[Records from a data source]
-- Opening Marker --

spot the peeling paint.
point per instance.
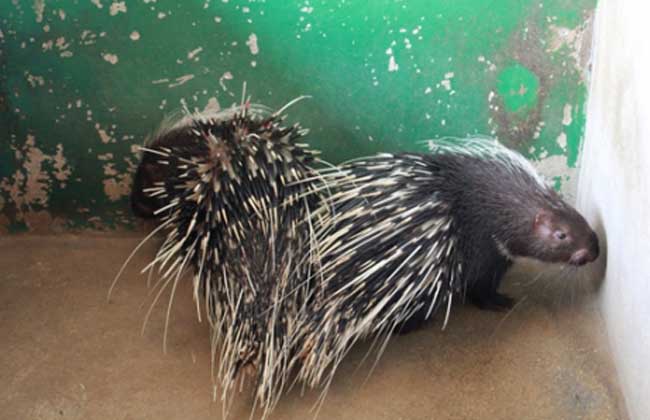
(39, 10)
(562, 141)
(566, 117)
(194, 53)
(117, 7)
(226, 76)
(181, 80)
(111, 58)
(103, 135)
(29, 186)
(252, 44)
(62, 171)
(117, 187)
(392, 65)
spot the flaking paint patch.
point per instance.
(194, 53)
(62, 170)
(252, 44)
(577, 40)
(566, 114)
(111, 58)
(39, 10)
(117, 7)
(117, 187)
(181, 80)
(392, 64)
(226, 76)
(30, 185)
(103, 135)
(555, 166)
(34, 80)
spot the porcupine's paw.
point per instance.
(493, 302)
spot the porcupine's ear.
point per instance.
(543, 224)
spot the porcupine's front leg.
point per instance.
(484, 293)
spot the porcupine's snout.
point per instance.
(587, 254)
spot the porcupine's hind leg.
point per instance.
(484, 292)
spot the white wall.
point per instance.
(614, 186)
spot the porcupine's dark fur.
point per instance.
(233, 191)
(413, 232)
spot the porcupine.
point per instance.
(410, 233)
(233, 191)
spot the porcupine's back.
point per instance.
(233, 191)
(411, 232)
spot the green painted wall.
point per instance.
(82, 82)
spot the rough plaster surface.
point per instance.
(614, 188)
(68, 354)
(82, 82)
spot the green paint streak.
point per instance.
(518, 86)
(335, 51)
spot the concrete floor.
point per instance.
(68, 354)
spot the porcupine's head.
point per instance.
(559, 234)
(503, 196)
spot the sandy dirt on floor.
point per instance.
(68, 354)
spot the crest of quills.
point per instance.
(294, 260)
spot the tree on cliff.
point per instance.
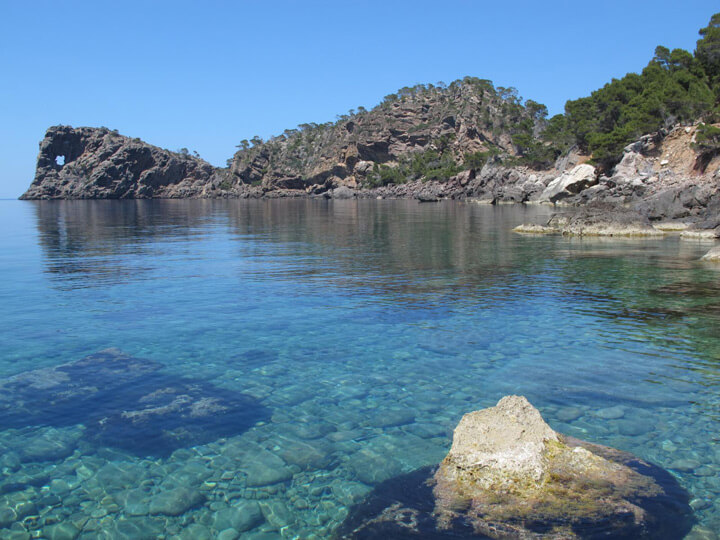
(708, 51)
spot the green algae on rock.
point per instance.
(509, 475)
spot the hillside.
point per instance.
(424, 132)
(467, 139)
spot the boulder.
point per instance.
(96, 163)
(510, 475)
(122, 401)
(342, 192)
(427, 196)
(713, 255)
(569, 183)
(595, 220)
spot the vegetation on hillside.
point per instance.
(434, 131)
(675, 87)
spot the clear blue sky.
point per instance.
(205, 75)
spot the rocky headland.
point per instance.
(661, 177)
(509, 475)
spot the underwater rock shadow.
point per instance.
(127, 403)
(403, 508)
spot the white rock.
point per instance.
(569, 183)
(509, 437)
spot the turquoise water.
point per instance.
(355, 335)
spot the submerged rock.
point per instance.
(713, 255)
(125, 402)
(509, 475)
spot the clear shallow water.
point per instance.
(359, 332)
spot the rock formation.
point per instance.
(509, 475)
(596, 219)
(431, 143)
(96, 163)
(126, 402)
(713, 255)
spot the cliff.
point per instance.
(459, 142)
(422, 133)
(97, 163)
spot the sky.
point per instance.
(205, 75)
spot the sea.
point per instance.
(255, 368)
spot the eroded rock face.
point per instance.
(507, 441)
(596, 220)
(96, 163)
(569, 183)
(509, 475)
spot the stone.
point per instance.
(277, 513)
(125, 402)
(176, 501)
(102, 164)
(713, 255)
(508, 474)
(196, 531)
(392, 418)
(62, 531)
(242, 516)
(342, 192)
(611, 413)
(427, 196)
(569, 183)
(265, 468)
(685, 465)
(603, 220)
(568, 414)
(228, 534)
(531, 228)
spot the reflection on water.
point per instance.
(354, 334)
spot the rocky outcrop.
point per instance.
(569, 183)
(96, 163)
(419, 144)
(467, 117)
(596, 220)
(509, 475)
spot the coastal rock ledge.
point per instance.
(509, 475)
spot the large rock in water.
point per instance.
(713, 255)
(96, 163)
(509, 475)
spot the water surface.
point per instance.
(352, 334)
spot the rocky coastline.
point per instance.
(657, 178)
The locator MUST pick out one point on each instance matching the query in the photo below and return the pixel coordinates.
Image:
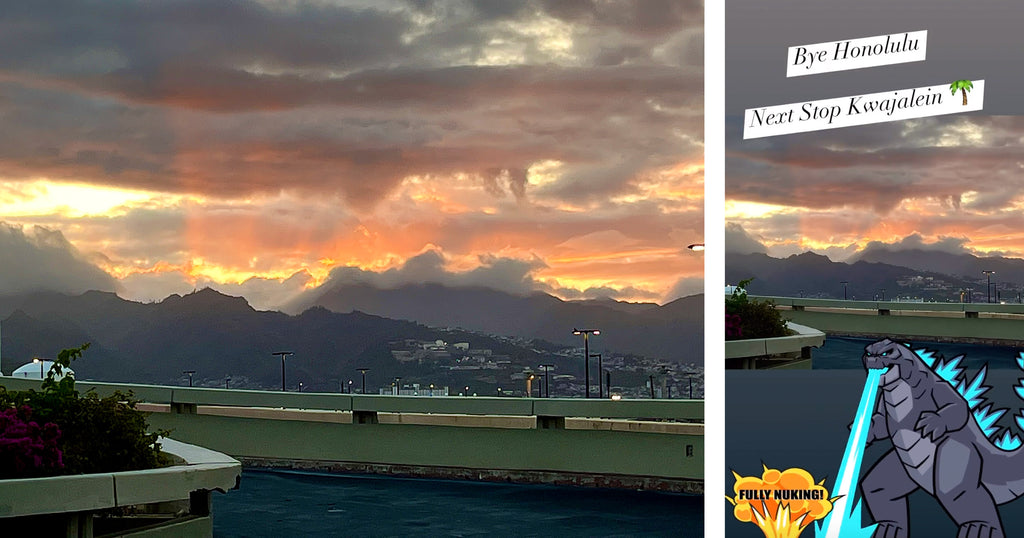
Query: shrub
(752, 319)
(26, 448)
(98, 435)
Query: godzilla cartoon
(926, 407)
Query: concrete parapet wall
(652, 442)
(67, 503)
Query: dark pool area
(284, 503)
(845, 353)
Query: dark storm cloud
(739, 241)
(969, 163)
(512, 276)
(228, 97)
(916, 242)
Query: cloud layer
(244, 142)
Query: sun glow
(42, 197)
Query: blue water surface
(288, 503)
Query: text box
(856, 53)
(861, 110)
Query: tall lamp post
(364, 372)
(988, 285)
(547, 385)
(283, 355)
(586, 353)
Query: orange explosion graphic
(782, 504)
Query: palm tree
(963, 85)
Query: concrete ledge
(190, 400)
(202, 469)
(680, 428)
(690, 486)
(308, 415)
(497, 421)
(755, 347)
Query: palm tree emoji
(963, 85)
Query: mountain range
(673, 331)
(220, 335)
(927, 275)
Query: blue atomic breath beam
(844, 520)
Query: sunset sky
(951, 182)
(258, 146)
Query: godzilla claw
(889, 530)
(979, 530)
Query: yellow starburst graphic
(780, 503)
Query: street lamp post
(547, 385)
(364, 372)
(283, 355)
(586, 353)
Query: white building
(38, 369)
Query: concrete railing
(955, 322)
(648, 444)
(175, 500)
(781, 352)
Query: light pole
(586, 353)
(988, 285)
(364, 372)
(547, 385)
(283, 355)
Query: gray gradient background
(976, 40)
(966, 40)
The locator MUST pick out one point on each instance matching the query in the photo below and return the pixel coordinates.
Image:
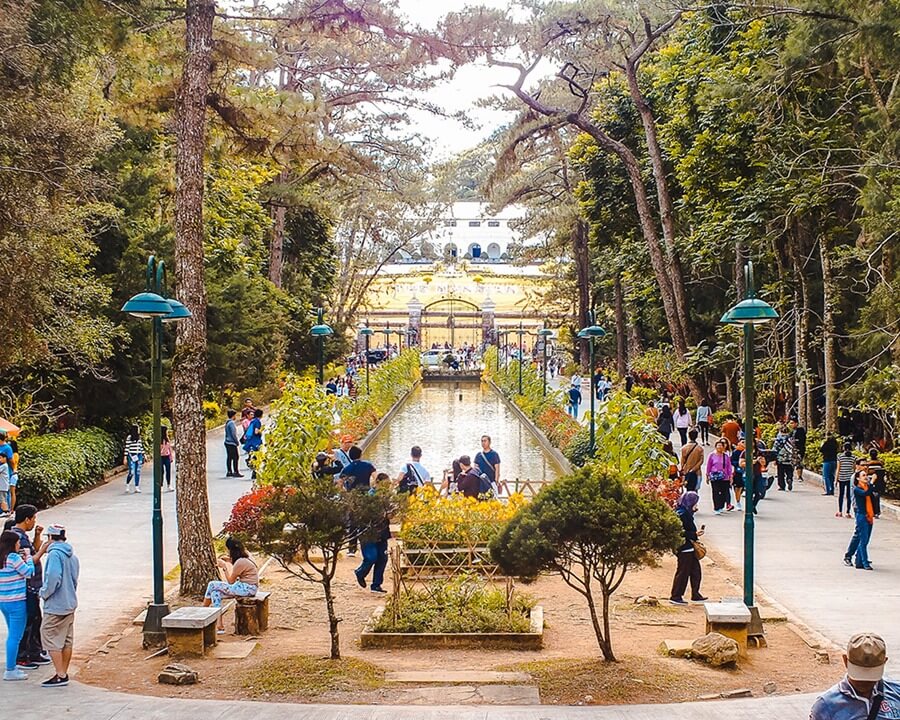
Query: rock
(715, 649)
(177, 674)
(676, 648)
(649, 600)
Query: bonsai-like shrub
(590, 528)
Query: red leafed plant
(248, 511)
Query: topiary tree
(590, 528)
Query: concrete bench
(251, 614)
(731, 620)
(190, 630)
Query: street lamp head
(321, 330)
(179, 311)
(147, 305)
(751, 311)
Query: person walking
(14, 572)
(165, 456)
(829, 450)
(665, 423)
(846, 467)
(688, 569)
(691, 462)
(863, 693)
(31, 650)
(704, 414)
(134, 459)
(718, 475)
(59, 593)
(232, 456)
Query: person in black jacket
(688, 563)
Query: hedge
(54, 466)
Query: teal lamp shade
(751, 311)
(594, 331)
(179, 311)
(147, 305)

-- Closing Marker --

● What you should do
At the line containing "Query: red leafed plant", start copying. Continue exactly through the final line of the entries above and stop there.

● Written solution
Query: red leafed plant
(248, 511)
Query: topiary tree
(590, 528)
Query: concrete bench
(251, 614)
(731, 620)
(190, 630)
Query: street lamp head
(321, 330)
(179, 311)
(147, 305)
(751, 311)
Query: person walking
(14, 572)
(165, 456)
(829, 450)
(665, 423)
(846, 467)
(688, 569)
(691, 462)
(863, 693)
(31, 650)
(704, 414)
(134, 459)
(718, 475)
(59, 593)
(232, 456)
Query: person in black jacket
(688, 563)
Query: hedge
(54, 466)
Query: teal lamp shade
(751, 311)
(594, 331)
(179, 311)
(147, 305)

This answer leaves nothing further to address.